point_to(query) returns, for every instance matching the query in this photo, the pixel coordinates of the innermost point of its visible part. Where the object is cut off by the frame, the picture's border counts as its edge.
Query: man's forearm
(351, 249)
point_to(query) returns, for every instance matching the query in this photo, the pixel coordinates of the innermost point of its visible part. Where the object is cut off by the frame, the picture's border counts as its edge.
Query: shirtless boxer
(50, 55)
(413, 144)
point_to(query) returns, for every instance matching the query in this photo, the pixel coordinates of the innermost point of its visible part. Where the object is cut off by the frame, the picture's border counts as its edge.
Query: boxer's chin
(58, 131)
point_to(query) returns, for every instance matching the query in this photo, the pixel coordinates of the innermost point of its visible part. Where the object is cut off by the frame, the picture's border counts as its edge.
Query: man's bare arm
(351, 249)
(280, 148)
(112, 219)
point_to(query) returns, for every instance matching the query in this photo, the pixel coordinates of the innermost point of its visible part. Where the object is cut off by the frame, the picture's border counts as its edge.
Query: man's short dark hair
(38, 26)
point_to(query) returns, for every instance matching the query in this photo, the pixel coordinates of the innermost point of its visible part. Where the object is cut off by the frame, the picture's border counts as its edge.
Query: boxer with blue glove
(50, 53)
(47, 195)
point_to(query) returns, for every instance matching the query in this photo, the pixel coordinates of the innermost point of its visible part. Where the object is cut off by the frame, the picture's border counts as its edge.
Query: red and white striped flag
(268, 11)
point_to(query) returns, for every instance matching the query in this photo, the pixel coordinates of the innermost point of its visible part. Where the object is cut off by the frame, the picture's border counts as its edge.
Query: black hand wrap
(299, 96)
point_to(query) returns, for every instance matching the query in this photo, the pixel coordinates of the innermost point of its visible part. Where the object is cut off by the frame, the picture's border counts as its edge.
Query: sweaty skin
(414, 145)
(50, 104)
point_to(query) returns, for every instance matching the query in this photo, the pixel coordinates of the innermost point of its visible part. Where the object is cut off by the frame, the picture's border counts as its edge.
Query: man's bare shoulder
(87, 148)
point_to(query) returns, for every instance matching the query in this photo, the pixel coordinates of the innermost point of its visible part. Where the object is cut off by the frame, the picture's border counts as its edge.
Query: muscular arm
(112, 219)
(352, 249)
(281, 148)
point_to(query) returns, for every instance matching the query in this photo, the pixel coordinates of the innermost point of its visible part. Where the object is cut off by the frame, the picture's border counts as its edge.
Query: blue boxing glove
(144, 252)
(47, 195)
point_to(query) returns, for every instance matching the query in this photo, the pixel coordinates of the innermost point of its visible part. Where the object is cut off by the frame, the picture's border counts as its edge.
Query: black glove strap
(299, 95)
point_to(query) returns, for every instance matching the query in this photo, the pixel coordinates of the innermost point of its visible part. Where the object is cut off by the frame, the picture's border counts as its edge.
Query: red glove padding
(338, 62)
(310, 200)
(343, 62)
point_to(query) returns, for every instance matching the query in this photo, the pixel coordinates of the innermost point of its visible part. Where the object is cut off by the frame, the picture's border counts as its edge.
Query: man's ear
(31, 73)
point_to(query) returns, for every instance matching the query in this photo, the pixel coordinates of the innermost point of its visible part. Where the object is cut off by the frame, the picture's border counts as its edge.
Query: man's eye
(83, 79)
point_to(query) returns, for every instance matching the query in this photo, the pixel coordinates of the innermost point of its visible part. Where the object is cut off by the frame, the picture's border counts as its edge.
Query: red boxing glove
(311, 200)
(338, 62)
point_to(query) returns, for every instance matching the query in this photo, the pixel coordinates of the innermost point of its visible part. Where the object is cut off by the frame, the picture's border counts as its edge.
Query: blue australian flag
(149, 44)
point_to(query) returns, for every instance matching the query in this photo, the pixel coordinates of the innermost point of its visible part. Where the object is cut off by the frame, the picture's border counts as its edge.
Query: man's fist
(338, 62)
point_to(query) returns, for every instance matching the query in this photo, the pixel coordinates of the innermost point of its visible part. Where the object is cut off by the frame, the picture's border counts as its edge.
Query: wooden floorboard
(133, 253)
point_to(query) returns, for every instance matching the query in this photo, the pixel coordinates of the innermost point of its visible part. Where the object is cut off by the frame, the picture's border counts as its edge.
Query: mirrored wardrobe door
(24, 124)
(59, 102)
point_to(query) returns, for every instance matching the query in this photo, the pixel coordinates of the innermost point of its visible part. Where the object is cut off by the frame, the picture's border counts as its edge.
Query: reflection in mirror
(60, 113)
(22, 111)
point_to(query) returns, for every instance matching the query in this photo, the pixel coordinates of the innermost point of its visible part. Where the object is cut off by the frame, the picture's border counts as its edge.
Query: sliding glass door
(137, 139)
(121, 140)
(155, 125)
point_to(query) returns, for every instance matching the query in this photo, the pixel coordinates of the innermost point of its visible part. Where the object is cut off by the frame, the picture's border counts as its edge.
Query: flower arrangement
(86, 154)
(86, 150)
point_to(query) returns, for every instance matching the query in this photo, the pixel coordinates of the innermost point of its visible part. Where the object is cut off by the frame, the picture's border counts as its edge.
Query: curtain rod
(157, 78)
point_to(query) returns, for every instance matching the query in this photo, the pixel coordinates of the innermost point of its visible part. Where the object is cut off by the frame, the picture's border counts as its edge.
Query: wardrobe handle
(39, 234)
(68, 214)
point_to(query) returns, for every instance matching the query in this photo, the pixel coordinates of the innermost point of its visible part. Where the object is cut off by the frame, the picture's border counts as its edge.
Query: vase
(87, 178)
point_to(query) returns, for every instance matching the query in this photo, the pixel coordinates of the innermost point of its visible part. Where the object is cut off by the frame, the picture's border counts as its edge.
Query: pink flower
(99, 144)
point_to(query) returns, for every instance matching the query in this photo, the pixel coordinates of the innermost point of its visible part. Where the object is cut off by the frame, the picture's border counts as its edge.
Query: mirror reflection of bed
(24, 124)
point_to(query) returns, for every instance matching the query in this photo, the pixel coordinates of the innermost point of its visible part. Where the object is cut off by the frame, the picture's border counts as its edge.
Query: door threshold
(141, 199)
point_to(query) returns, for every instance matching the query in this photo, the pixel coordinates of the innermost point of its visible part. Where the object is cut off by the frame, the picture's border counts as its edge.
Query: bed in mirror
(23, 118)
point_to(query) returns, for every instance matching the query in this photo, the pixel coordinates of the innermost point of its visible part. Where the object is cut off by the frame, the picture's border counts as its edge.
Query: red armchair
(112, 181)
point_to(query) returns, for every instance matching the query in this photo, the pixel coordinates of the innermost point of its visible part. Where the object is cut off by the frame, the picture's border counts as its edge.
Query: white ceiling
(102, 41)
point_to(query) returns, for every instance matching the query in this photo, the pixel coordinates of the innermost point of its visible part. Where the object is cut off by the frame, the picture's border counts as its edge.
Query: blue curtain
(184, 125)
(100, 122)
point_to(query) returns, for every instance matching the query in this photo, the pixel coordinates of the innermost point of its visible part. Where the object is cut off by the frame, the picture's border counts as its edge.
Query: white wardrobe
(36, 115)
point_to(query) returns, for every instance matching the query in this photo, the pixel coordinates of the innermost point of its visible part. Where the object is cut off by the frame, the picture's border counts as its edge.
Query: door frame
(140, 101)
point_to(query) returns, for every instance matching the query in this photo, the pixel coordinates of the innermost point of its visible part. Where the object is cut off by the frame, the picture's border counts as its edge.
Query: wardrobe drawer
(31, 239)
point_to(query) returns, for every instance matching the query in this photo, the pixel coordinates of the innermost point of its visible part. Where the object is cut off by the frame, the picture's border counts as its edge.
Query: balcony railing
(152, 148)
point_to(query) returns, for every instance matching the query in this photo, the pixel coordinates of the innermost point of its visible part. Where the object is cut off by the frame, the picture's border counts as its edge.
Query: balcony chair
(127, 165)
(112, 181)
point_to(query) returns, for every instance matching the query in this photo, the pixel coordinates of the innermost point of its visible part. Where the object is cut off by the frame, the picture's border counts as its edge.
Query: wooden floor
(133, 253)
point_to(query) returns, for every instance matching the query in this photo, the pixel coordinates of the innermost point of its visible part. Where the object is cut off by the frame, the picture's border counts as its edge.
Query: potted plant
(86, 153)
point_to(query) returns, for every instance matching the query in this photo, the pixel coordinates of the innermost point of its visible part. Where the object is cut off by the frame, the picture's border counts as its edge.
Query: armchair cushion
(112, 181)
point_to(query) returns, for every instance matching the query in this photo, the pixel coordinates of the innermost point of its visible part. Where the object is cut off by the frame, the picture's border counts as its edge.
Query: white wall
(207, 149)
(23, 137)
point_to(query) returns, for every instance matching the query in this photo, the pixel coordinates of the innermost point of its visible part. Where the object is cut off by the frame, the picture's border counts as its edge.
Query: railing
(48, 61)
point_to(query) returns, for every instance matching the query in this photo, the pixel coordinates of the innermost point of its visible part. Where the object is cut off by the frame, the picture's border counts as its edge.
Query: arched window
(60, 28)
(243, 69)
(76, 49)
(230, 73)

Task goal:
Pull out each line of the records above that contains the word "white", matching case exactly.

The output:
Query: red and white striped flag
Query: white ceiling
Query: white wardrobe
Query: white wall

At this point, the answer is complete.